■ SET TASK
Repeat the entries below word for word, from the line containing "Kindly provide the mask of every instance of the slope" up to and including the last line of the entries.

[Begin DATASET RECORDS]

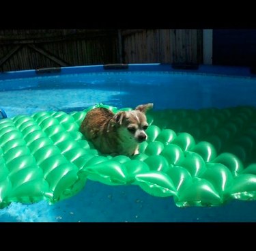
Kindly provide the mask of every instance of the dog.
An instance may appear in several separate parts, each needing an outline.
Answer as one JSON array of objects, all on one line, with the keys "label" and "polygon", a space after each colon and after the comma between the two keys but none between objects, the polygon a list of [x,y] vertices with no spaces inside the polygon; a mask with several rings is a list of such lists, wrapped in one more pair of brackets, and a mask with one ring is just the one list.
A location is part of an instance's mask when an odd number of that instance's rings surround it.
[{"label": "dog", "polygon": [[141,104],[116,114],[96,108],[86,114],[80,131],[102,153],[132,156],[139,153],[139,144],[147,138],[145,113],[152,108],[152,103]]}]

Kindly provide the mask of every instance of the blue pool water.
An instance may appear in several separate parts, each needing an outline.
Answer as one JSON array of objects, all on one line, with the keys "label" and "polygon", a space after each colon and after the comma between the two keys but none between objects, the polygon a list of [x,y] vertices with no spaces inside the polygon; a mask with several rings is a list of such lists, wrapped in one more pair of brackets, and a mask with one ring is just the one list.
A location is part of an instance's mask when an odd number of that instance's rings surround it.
[{"label": "blue pool water", "polygon": [[[82,110],[100,102],[117,108],[152,102],[159,110],[256,107],[256,78],[247,69],[225,72],[202,67],[184,72],[150,66],[137,65],[131,71],[104,71],[100,65],[94,70],[70,68],[61,74],[36,75],[27,71],[0,75],[0,108],[12,117],[40,110]],[[256,201],[179,208],[172,197],[154,197],[138,186],[88,181],[77,195],[53,205],[46,201],[13,203],[0,209],[0,221],[255,222],[255,211]]]}]

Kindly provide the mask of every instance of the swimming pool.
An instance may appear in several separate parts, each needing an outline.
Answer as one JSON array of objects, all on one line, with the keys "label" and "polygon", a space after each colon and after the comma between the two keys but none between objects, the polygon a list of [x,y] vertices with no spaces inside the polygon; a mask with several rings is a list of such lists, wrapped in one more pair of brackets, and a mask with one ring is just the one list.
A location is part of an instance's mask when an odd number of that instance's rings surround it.
[{"label": "swimming pool", "polygon": [[[40,110],[83,110],[97,103],[118,108],[153,102],[154,110],[256,107],[256,78],[246,68],[200,66],[175,70],[168,65],[64,68],[60,72],[23,71],[0,75],[0,107],[8,117]],[[253,123],[253,121],[252,121]],[[137,186],[88,181],[77,195],[53,205],[12,203],[1,222],[256,221],[255,201],[232,201],[216,207],[180,208]]]}]

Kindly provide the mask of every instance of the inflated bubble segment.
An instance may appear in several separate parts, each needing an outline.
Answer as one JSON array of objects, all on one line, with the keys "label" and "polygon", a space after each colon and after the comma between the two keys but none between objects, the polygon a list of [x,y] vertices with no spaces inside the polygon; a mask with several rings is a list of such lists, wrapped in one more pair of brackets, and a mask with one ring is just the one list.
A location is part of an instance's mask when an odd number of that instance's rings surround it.
[{"label": "inflated bubble segment", "polygon": [[79,132],[95,107],[131,110],[98,104],[0,120],[1,208],[55,203],[78,193],[87,179],[139,186],[152,196],[173,196],[178,207],[256,198],[255,108],[149,113],[148,138],[129,158],[100,154]]}]

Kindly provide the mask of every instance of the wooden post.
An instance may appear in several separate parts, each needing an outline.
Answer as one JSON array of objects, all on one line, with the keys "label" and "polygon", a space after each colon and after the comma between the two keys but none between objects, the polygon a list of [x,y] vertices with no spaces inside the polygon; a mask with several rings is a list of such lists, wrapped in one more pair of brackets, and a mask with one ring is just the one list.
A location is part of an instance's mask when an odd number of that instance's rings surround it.
[{"label": "wooden post", "polygon": [[122,37],[121,30],[117,31],[118,35],[118,59],[119,63],[123,63],[123,40]]}]

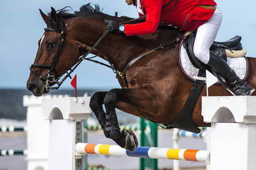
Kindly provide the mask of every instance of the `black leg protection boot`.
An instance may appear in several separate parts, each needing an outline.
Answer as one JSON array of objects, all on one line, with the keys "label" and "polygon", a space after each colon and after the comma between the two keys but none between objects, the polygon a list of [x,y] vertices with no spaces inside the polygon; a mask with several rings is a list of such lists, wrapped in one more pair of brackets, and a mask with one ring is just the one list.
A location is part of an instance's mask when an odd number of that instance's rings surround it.
[{"label": "black leg protection boot", "polygon": [[106,132],[106,113],[104,110],[101,110],[100,111],[99,116],[97,117],[98,122],[100,123],[100,125],[101,125],[101,128],[103,130],[103,132],[104,133],[105,136],[107,138],[109,138],[109,134]]},{"label": "black leg protection boot", "polygon": [[118,125],[117,114],[115,110],[111,110],[106,118],[106,132],[112,139],[117,139],[120,136],[120,128]]},{"label": "black leg protection boot", "polygon": [[226,62],[213,51],[210,51],[210,60],[207,65],[223,76],[233,88],[236,96],[250,95],[254,91],[254,88],[240,79]]}]

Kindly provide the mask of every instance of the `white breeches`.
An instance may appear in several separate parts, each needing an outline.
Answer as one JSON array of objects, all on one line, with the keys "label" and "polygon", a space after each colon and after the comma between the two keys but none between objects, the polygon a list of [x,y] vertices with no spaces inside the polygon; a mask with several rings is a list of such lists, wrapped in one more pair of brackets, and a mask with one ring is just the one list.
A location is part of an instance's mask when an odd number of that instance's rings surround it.
[{"label": "white breeches", "polygon": [[217,33],[222,20],[222,14],[218,6],[213,15],[206,23],[197,29],[194,44],[194,53],[196,57],[205,64],[210,58],[210,47],[216,37]]}]

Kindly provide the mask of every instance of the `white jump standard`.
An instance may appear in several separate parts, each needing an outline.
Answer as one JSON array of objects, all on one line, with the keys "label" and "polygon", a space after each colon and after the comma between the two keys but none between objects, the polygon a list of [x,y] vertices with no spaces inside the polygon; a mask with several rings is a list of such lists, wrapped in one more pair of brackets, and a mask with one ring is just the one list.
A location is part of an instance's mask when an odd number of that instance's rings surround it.
[{"label": "white jump standard", "polygon": [[256,96],[203,97],[212,124],[210,170],[256,169]]}]

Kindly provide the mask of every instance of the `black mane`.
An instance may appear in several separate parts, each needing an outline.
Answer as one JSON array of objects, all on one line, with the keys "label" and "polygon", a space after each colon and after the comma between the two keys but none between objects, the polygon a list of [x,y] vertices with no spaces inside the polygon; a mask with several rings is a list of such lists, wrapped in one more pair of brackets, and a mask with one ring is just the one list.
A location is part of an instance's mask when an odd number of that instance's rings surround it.
[{"label": "black mane", "polygon": [[[57,10],[57,16],[59,18],[70,19],[77,17],[85,17],[90,16],[100,16],[105,15],[101,11],[103,8],[101,8],[98,5],[93,5],[94,7],[89,3],[86,5],[82,6],[79,11],[76,11],[73,13],[70,13],[70,11],[73,11],[72,8],[69,6],[66,6],[62,9]],[[67,9],[67,8],[70,9]],[[48,13],[48,16],[51,16],[51,13]],[[50,18],[49,18],[48,27],[52,28],[54,29],[61,31],[61,28],[60,26],[56,25],[52,22]]]},{"label": "black mane", "polygon": [[[79,11],[75,11],[73,14],[69,12],[72,9],[69,6],[67,6],[62,9],[57,11],[57,16],[63,19],[69,19],[76,17],[89,16],[92,15],[98,15],[104,14],[101,11],[103,9],[101,9],[98,5],[93,5],[94,7],[89,3],[86,5],[82,6]],[[71,10],[67,10],[67,8],[70,8]]]}]

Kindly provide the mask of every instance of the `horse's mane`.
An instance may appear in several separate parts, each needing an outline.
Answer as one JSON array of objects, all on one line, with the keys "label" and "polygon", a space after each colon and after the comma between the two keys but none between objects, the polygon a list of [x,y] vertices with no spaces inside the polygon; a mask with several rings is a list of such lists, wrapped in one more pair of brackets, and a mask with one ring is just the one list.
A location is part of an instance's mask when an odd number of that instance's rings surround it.
[{"label": "horse's mane", "polygon": [[[101,11],[103,8],[101,8],[98,5],[91,5],[90,3],[82,5],[79,9],[79,11],[76,11],[73,13],[71,13],[73,11],[72,8],[69,6],[66,6],[60,10],[57,10],[57,16],[59,18],[70,19],[77,17],[85,17],[90,16],[101,16],[106,15]],[[69,8],[69,9],[68,9]],[[51,16],[51,13],[48,13],[48,16]],[[61,30],[59,26],[57,26],[52,21],[51,17],[49,19],[48,26],[56,30]]]}]

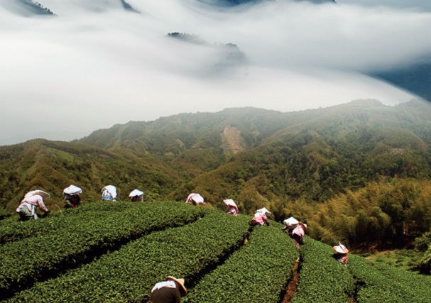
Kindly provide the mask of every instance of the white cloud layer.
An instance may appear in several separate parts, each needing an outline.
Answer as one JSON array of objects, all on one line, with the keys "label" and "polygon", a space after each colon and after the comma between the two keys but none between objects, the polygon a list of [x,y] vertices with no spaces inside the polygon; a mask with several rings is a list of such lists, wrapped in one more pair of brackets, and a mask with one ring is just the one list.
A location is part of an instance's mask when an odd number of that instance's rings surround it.
[{"label": "white cloud layer", "polygon": [[[119,0],[39,0],[55,17],[0,3],[0,144],[70,140],[129,121],[227,107],[395,104],[413,96],[360,72],[418,62],[431,50],[427,1],[279,0],[230,9],[127,2],[141,13]],[[208,44],[165,37],[173,32]],[[229,43],[246,64],[227,59],[219,44]]]}]

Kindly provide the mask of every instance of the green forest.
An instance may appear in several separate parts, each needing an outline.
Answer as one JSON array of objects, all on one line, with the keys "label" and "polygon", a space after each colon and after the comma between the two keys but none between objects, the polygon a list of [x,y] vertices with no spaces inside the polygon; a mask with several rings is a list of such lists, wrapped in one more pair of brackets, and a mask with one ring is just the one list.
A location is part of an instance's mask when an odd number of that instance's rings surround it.
[{"label": "green forest", "polygon": [[[0,147],[0,215],[13,214],[32,189],[48,192],[55,211],[71,184],[83,189],[84,203],[114,184],[120,199],[137,188],[145,201],[199,192],[215,209],[224,209],[224,199],[244,214],[266,207],[275,221],[307,222],[311,237],[330,245],[403,248],[420,237],[427,243],[431,231],[430,148],[431,105],[415,99],[131,121],[72,142]],[[431,250],[422,250],[429,272]]]}]

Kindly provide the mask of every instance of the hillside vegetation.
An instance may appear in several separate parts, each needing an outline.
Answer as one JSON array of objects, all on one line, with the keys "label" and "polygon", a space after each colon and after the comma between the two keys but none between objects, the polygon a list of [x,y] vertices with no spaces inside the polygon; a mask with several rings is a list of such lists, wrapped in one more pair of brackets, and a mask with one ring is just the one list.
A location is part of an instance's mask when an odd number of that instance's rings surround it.
[{"label": "hillside vegetation", "polygon": [[[146,200],[185,200],[199,192],[242,214],[267,207],[293,215],[329,244],[399,244],[431,228],[431,107],[376,100],[280,113],[253,108],[131,121],[70,143],[34,140],[0,147],[0,205],[48,191],[51,209],[74,184],[84,202],[117,187]],[[398,242],[398,243],[395,242]]]}]

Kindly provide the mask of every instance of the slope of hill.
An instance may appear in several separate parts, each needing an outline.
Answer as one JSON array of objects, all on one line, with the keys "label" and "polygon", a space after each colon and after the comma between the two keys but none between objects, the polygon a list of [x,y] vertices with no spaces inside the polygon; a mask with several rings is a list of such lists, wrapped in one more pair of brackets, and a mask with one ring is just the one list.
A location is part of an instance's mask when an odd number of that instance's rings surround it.
[{"label": "slope of hill", "polygon": [[[393,241],[431,228],[430,111],[419,100],[294,113],[229,109],[116,125],[72,143],[4,146],[0,202],[13,210],[40,188],[52,194],[49,207],[61,207],[70,184],[87,202],[99,200],[108,184],[120,199],[135,188],[146,199],[181,201],[195,192],[221,209],[231,198],[241,213],[265,206],[276,220],[310,220],[313,236],[327,243]],[[361,231],[376,228],[383,232],[371,238]]]}]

[End DATASET RECORDS]

■ WORKED ANSWER
Kindly provide the mask of every instance of the slope of hill.
An instance may appear in several separate parts, each needing an outline.
Answer as one JSON array of objects, all on one line, with the keys "label" and "polygon", a space after each colon and after the comma between the two keys but none between objects, the polygon a list of [x,y] vertices with no spaces inside the polygon; a mask with several rings is a list of such lists, wrapped in one more pair of brackets, and a mask with one ring is just the one list.
A location is part of an instance's mask when an odd number of that instance's rings surround it.
[{"label": "slope of hill", "polygon": [[[393,241],[431,228],[430,111],[419,100],[294,113],[229,109],[116,125],[72,143],[4,146],[0,202],[13,210],[40,188],[52,194],[49,207],[61,207],[70,184],[87,202],[99,200],[108,184],[120,199],[135,188],[146,199],[181,201],[195,192],[221,209],[231,198],[241,213],[265,206],[276,220],[310,220],[313,236],[327,243]],[[361,231],[376,228],[383,232],[371,238]]]}]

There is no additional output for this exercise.